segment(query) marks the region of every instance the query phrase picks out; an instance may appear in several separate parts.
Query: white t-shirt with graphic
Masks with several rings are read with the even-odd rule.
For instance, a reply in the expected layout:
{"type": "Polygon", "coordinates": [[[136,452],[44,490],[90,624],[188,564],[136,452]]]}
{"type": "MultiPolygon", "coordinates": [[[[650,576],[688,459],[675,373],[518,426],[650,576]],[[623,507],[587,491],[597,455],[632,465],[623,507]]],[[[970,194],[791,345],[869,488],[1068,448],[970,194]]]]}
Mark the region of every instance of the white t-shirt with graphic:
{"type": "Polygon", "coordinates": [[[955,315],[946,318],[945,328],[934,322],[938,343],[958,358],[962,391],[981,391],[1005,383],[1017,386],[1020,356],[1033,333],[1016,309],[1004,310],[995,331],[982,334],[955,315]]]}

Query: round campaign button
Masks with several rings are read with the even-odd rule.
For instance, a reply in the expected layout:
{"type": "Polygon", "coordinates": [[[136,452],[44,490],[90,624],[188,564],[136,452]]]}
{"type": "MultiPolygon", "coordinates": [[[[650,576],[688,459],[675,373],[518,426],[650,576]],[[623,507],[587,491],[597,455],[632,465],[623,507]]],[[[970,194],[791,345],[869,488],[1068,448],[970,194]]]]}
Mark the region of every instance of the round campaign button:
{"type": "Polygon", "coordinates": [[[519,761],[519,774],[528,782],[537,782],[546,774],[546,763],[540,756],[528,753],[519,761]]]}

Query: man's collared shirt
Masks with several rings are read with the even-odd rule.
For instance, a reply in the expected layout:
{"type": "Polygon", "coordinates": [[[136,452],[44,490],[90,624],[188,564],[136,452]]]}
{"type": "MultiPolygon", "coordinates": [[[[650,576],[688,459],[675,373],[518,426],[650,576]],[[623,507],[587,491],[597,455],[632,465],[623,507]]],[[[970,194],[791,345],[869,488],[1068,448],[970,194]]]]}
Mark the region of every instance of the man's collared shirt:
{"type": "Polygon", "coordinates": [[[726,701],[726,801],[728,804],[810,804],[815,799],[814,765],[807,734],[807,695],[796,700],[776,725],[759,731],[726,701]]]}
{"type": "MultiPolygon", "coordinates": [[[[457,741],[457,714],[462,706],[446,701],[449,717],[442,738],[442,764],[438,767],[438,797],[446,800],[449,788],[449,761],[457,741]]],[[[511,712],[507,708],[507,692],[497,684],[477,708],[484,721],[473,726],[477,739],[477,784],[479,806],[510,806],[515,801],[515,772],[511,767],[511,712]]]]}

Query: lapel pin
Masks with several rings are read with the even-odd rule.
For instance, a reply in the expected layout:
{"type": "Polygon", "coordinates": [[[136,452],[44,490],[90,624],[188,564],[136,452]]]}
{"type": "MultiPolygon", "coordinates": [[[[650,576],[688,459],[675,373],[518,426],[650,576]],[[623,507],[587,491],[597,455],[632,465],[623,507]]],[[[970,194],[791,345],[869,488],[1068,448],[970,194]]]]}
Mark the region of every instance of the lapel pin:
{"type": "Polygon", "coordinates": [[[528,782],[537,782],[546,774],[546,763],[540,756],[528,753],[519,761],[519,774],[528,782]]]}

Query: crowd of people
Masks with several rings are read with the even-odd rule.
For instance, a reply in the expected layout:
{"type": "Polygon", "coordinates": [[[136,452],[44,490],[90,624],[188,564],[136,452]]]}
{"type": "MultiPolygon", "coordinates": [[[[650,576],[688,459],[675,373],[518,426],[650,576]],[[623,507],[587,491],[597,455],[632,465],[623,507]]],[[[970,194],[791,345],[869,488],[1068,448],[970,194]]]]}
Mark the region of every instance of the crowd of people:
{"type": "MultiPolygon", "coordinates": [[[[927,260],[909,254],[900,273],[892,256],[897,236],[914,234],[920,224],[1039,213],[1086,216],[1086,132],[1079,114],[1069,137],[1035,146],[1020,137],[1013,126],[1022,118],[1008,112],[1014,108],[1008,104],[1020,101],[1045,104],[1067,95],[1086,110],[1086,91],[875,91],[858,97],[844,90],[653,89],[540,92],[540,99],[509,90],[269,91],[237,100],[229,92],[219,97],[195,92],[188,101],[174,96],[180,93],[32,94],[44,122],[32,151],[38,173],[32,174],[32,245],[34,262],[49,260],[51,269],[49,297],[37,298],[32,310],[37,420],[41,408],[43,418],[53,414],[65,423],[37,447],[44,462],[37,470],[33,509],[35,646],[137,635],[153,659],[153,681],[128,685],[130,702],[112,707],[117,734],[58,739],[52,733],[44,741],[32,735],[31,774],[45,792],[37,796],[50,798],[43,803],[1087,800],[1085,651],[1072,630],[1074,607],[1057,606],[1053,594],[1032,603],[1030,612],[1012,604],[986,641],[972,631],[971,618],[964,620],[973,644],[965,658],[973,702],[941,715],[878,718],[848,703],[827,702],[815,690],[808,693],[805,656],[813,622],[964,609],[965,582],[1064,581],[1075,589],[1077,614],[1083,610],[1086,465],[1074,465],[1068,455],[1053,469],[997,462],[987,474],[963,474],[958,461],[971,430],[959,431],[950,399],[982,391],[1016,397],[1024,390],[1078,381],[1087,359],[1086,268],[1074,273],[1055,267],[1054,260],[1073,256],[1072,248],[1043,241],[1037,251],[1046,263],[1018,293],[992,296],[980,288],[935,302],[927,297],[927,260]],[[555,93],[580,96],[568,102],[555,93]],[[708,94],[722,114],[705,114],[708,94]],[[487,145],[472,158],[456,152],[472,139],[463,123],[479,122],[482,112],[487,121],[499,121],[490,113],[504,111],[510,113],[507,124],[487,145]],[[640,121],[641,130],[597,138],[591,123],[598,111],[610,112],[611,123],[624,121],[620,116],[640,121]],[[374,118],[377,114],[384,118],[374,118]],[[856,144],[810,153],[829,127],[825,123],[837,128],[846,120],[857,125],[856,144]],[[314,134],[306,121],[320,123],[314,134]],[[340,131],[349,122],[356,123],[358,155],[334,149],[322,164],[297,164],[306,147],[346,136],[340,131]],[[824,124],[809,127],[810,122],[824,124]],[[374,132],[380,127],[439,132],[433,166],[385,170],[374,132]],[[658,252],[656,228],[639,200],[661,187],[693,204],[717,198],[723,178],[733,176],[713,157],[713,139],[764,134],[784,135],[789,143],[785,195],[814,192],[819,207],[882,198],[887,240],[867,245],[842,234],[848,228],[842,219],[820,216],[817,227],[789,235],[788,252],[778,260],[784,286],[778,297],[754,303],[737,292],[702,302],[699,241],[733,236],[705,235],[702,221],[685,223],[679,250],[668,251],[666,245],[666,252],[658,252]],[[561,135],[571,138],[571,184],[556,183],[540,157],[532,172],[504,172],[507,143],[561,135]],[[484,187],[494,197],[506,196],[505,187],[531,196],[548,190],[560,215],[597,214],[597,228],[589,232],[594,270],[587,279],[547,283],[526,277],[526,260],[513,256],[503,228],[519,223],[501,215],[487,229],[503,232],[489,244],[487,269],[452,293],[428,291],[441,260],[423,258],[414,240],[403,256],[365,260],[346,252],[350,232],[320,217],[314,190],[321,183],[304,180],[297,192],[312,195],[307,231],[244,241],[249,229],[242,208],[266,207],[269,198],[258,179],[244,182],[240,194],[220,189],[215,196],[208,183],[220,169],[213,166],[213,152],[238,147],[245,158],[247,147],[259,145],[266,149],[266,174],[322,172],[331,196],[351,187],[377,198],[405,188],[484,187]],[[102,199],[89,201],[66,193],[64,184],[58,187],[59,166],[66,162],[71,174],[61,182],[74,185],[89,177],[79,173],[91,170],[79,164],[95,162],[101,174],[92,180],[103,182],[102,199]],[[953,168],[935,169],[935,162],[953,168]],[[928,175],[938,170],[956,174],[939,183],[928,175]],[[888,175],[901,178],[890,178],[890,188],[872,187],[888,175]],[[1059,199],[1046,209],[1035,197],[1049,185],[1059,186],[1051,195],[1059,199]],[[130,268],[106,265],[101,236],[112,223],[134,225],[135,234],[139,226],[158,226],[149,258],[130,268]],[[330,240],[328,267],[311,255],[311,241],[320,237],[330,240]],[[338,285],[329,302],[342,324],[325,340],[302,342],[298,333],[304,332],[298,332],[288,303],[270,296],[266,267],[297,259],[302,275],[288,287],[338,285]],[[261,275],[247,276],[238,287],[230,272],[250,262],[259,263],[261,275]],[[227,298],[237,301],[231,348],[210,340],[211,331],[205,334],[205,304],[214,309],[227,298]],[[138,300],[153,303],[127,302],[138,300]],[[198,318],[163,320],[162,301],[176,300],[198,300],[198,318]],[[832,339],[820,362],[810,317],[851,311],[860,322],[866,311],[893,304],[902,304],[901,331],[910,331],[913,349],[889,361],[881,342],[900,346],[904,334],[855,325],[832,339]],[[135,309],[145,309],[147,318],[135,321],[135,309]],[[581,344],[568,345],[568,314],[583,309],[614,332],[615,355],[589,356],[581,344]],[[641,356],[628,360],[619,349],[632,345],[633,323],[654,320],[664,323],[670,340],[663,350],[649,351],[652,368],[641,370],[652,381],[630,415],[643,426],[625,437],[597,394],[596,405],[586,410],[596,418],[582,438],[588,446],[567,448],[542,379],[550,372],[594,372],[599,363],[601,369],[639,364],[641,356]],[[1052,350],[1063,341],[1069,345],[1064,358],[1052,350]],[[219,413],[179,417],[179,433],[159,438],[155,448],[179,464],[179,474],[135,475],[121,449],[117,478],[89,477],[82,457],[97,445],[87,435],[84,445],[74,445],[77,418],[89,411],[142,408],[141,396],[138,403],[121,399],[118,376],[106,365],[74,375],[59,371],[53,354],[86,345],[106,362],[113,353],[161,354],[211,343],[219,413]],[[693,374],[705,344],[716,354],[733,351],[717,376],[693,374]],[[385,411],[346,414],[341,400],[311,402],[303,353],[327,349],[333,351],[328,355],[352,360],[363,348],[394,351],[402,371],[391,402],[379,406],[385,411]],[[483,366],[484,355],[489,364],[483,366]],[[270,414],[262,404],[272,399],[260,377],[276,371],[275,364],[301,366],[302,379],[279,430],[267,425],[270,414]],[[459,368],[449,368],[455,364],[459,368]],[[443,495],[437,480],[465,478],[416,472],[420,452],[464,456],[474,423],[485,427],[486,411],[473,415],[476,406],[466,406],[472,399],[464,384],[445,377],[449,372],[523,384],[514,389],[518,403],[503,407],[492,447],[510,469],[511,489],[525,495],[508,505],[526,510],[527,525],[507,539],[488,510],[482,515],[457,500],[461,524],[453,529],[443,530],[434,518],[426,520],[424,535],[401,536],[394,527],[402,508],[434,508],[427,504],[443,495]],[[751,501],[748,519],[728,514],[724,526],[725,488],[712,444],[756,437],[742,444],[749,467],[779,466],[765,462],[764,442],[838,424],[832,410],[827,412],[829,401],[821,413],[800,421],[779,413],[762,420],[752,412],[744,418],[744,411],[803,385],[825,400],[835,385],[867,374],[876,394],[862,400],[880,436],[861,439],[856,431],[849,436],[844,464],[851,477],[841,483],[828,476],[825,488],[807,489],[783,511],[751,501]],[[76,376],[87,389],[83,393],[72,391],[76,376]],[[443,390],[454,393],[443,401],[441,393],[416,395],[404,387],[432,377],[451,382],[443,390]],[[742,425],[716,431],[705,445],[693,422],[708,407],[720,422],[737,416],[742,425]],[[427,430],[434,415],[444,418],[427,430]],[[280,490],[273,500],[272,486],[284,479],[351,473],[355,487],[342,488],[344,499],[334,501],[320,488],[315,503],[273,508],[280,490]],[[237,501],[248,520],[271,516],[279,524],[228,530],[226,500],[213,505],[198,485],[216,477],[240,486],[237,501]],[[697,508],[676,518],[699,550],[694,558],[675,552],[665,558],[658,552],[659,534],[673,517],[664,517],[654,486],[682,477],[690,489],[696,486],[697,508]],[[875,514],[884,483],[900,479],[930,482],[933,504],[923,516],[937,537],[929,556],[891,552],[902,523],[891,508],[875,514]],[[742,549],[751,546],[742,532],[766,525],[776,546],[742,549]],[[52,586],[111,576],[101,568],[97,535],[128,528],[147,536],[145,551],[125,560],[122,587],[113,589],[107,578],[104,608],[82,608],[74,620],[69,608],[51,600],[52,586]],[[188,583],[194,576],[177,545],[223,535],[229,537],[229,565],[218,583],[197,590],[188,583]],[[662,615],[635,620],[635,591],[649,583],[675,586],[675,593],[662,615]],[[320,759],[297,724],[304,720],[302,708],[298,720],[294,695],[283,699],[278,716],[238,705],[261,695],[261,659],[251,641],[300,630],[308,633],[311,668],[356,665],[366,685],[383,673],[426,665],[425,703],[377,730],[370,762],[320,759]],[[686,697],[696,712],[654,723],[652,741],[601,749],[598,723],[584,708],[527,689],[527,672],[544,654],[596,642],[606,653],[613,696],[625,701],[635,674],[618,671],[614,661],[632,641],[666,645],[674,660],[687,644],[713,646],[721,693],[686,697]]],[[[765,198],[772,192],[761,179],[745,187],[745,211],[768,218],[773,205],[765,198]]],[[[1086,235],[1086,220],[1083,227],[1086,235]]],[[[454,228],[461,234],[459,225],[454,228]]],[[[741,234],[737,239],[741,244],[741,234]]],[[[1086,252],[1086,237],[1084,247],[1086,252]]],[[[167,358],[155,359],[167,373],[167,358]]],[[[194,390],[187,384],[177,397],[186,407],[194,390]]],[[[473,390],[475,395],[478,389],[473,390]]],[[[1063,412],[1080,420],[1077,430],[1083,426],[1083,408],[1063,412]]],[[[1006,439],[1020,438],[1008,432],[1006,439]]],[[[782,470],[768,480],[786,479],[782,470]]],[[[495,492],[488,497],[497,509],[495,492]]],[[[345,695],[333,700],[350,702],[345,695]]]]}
------------------------------------
# [EXERCISE AIM]
Reproduce word for word the stretch of data from its very first line through the line that contains "Mark the region of every instance of the white".

# [ANSWER BELOW]
segment(query) marks the region of every instance the query phrase picks out; an instance may appear in several separate parts.
Query: white t-shirt with graphic
Masks with several rings are read with the even-odd rule.
For instance, a reply in the expected layout:
{"type": "Polygon", "coordinates": [[[136,452],[44,490],[90,624],[188,564],[136,452]]]}
{"type": "MultiPolygon", "coordinates": [[[[650,576],[688,459],[675,373],[518,426],[650,576]],[[623,507],[587,491],[597,455],[632,465],[623,507]]],[[[970,194],[791,345],[869,488],[1068,448],[970,194]]]]}
Mark the region of every instance of the white t-shirt with graphic:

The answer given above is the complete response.